● **Stated task**: Please copy out the data below unchanged, starting at its first line and stopping after the line that contains "239L465 226L466 195L464".

START Dataset

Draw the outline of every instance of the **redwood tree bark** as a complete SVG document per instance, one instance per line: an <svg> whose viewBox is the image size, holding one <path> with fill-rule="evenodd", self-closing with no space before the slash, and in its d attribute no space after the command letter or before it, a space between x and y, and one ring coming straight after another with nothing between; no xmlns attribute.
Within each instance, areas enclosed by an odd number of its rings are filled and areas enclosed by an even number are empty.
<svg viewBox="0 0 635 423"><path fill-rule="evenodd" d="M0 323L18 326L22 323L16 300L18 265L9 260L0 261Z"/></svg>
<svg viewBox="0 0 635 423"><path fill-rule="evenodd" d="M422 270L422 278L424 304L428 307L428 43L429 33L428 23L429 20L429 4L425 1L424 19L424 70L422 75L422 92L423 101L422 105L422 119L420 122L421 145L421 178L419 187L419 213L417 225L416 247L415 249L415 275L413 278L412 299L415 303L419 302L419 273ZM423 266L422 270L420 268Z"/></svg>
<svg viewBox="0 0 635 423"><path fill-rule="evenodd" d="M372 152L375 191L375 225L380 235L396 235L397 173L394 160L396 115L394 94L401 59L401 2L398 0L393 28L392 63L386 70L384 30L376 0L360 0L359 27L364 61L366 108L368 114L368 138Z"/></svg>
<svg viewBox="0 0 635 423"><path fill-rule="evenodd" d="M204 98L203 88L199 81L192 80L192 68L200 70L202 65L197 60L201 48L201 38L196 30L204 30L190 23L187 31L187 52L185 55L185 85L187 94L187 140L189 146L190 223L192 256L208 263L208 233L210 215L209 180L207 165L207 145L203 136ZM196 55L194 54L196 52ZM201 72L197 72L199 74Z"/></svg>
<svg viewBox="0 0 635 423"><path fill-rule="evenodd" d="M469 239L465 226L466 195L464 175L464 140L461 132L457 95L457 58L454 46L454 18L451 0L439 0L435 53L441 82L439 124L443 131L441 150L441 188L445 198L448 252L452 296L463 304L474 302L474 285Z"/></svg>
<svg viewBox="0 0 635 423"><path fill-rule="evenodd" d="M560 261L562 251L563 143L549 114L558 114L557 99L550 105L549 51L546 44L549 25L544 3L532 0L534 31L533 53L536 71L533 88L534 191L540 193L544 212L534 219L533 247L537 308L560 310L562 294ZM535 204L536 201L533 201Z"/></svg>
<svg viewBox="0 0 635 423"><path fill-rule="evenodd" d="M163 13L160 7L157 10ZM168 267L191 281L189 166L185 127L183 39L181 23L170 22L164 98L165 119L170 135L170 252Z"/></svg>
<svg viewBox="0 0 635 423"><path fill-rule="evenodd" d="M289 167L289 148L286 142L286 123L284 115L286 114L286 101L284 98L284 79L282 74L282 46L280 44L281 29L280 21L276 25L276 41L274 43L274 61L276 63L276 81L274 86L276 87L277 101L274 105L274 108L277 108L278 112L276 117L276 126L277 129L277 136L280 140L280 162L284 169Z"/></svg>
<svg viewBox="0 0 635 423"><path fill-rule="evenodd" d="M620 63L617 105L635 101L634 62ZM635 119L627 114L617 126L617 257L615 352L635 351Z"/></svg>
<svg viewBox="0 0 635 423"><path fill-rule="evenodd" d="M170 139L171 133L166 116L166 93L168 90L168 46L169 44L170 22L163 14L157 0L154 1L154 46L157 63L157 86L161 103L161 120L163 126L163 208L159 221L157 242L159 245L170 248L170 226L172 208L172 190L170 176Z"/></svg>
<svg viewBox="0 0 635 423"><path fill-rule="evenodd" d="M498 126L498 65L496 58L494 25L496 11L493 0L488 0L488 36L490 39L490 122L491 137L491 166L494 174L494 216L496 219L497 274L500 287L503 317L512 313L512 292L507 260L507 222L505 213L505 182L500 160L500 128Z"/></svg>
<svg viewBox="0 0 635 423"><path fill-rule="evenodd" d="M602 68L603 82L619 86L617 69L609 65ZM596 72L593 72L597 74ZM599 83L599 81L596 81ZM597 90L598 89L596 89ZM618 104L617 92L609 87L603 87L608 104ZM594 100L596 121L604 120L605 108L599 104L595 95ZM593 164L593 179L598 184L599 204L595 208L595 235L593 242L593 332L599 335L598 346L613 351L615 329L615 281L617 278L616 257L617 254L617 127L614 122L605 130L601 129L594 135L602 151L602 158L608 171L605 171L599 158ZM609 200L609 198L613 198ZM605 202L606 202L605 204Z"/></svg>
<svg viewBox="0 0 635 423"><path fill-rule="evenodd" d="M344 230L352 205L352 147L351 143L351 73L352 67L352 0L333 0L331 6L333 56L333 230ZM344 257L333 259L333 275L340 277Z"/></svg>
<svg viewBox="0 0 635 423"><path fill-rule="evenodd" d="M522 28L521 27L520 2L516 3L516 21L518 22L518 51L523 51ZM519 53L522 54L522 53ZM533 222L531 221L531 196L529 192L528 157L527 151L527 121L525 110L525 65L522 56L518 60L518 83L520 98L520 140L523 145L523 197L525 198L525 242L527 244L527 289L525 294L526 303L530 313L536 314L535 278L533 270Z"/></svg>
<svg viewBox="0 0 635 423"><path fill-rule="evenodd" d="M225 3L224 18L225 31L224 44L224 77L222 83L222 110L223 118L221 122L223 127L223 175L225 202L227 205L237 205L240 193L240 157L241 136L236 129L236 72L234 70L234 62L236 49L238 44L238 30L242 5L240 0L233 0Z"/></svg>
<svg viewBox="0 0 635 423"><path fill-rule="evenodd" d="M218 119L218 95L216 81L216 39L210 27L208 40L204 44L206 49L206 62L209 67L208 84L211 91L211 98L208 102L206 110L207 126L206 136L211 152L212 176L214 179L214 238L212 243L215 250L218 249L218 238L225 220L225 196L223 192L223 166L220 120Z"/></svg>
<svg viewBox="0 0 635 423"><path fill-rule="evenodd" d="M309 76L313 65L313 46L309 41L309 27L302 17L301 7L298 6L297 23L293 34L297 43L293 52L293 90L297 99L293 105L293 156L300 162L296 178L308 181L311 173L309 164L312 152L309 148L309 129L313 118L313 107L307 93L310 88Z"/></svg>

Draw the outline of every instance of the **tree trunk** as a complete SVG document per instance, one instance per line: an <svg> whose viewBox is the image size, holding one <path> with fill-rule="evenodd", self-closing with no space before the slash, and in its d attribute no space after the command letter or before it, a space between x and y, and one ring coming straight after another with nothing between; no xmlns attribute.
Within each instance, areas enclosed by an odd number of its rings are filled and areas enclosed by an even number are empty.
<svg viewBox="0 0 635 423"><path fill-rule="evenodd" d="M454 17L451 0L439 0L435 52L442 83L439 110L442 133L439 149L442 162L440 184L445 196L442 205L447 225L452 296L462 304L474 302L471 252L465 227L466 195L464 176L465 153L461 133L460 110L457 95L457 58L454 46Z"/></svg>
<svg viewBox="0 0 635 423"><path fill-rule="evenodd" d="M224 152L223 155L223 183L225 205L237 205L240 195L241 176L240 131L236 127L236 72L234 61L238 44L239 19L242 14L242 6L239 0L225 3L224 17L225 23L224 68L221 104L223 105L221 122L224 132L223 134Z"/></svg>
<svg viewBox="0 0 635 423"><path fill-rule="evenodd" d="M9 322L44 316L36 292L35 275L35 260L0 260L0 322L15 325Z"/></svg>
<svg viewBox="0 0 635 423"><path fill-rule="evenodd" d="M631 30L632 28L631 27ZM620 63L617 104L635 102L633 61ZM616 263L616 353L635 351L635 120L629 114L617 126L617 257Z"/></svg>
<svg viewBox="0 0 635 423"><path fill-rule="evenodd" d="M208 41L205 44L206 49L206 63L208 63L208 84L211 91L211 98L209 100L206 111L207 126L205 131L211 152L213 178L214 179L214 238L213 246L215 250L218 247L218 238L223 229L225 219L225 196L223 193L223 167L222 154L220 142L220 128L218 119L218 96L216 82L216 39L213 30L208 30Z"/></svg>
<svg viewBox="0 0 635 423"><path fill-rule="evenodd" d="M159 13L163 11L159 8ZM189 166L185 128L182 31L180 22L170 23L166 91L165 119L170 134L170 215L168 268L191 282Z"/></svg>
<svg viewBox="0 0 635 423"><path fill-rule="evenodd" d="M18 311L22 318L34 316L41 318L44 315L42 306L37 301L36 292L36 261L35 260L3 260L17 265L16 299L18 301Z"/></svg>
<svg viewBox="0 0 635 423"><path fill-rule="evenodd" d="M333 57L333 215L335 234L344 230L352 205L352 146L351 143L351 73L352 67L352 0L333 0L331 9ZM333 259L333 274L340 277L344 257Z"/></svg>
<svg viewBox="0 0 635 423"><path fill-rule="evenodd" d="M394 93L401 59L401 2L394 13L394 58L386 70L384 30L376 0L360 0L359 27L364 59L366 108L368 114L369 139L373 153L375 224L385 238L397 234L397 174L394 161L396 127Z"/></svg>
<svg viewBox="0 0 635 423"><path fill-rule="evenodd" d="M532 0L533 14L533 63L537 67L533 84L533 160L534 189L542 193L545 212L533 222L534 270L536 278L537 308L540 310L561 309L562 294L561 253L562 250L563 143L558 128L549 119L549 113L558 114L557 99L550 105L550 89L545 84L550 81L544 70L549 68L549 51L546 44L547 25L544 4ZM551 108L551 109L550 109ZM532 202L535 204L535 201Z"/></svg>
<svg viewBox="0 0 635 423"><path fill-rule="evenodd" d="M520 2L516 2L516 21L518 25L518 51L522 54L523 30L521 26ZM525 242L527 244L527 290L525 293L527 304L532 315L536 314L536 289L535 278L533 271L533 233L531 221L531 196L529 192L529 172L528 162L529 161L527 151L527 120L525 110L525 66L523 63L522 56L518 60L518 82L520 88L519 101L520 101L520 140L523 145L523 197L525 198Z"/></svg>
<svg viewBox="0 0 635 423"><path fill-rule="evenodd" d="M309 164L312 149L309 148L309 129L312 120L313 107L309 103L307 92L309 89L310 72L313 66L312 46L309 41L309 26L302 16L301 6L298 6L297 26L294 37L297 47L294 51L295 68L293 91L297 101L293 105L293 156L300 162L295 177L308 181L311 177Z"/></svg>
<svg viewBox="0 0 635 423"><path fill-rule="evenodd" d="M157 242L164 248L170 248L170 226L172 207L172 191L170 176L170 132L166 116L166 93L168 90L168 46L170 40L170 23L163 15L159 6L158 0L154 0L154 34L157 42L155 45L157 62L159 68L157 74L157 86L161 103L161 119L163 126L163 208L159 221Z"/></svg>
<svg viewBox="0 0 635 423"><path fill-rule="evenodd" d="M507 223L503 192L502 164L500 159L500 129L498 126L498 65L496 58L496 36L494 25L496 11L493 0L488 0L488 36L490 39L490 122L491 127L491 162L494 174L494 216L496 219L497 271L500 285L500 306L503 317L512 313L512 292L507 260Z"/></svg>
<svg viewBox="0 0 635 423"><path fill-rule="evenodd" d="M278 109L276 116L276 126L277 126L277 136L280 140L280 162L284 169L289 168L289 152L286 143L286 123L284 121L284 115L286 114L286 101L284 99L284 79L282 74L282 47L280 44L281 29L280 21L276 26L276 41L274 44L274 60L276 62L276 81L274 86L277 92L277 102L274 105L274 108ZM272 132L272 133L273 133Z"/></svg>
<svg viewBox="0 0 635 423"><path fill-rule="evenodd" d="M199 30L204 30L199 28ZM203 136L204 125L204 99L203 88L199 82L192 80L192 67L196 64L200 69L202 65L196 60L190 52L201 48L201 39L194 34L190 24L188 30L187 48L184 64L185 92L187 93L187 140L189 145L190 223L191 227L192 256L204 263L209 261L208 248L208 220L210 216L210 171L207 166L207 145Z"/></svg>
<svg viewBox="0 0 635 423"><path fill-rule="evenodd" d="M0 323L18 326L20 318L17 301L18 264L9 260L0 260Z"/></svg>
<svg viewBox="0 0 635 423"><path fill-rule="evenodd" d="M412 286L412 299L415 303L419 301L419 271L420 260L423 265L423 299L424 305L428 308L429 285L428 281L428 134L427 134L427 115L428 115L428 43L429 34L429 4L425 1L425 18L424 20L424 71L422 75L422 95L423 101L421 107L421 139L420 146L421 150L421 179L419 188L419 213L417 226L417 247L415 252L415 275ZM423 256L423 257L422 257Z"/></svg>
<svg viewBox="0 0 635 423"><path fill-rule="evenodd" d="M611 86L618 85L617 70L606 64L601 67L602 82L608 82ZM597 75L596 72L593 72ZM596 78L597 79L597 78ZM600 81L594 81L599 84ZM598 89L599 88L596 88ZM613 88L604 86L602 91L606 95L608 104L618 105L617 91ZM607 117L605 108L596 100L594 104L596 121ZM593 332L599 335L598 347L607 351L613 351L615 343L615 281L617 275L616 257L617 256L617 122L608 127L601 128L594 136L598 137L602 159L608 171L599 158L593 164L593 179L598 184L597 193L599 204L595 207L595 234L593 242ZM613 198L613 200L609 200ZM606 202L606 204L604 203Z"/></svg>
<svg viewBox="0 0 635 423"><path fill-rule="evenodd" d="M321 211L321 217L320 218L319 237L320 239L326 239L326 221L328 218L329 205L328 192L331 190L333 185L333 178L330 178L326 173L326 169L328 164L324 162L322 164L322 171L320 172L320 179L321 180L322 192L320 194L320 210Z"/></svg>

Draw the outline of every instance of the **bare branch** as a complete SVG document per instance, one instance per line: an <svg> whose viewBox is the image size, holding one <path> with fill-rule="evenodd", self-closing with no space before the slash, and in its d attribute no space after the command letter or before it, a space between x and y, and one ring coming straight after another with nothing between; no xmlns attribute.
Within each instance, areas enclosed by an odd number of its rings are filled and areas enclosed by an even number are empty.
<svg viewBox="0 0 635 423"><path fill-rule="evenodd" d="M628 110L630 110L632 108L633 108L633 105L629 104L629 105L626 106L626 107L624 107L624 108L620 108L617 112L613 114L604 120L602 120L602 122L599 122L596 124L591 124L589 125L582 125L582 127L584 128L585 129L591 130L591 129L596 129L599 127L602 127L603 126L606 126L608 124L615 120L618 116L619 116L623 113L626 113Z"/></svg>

END Dataset

● **Written reply**:
Draw the outline of every instance of the **redwood tree bark** as a complete SVG document per instance, one instance per line: an <svg> whose viewBox is the image size, holding one <path> with fill-rule="evenodd", self-closing with no space before the slash, and in its d attribute no space after the command letter or before it, a space between x and y, and one ring coming straight after another with nothing between; no xmlns attribute.
Within each instance, areas enclosed by an odd number of its rings are filled and areas enclosed by an even number are empty.
<svg viewBox="0 0 635 423"><path fill-rule="evenodd" d="M0 323L18 326L22 323L16 300L18 265L9 260L0 261Z"/></svg>
<svg viewBox="0 0 635 423"><path fill-rule="evenodd" d="M422 270L422 278L424 304L428 307L428 43L429 33L428 23L429 20L429 4L425 1L424 19L424 70L422 75L422 92L423 101L422 105L422 119L420 122L421 145L421 178L419 187L419 213L417 225L416 247L415 249L415 275L413 278L412 299L415 303L419 302L419 273ZM423 266L422 270L420 268Z"/></svg>
<svg viewBox="0 0 635 423"><path fill-rule="evenodd" d="M372 152L375 191L375 225L380 235L396 235L397 173L394 160L396 115L394 94L401 59L401 2L398 0L393 28L392 63L386 70L384 30L376 0L360 0L359 27L364 61L366 108L368 114L368 138Z"/></svg>
<svg viewBox="0 0 635 423"><path fill-rule="evenodd" d="M204 98L203 88L199 81L192 80L192 68L200 70L202 65L197 60L201 48L201 38L196 30L204 30L190 23L187 31L187 52L185 55L185 85L187 94L187 140L189 146L190 223L192 256L208 263L208 233L210 215L209 180L207 165L207 145L203 136ZM196 55L194 54L196 52ZM201 72L197 72L199 74Z"/></svg>
<svg viewBox="0 0 635 423"><path fill-rule="evenodd" d="M469 239L465 226L466 195L464 175L464 140L461 132L457 95L457 58L454 46L454 18L451 0L439 0L435 53L441 82L439 124L443 131L441 150L441 188L445 198L448 252L452 296L463 304L474 302L474 285Z"/></svg>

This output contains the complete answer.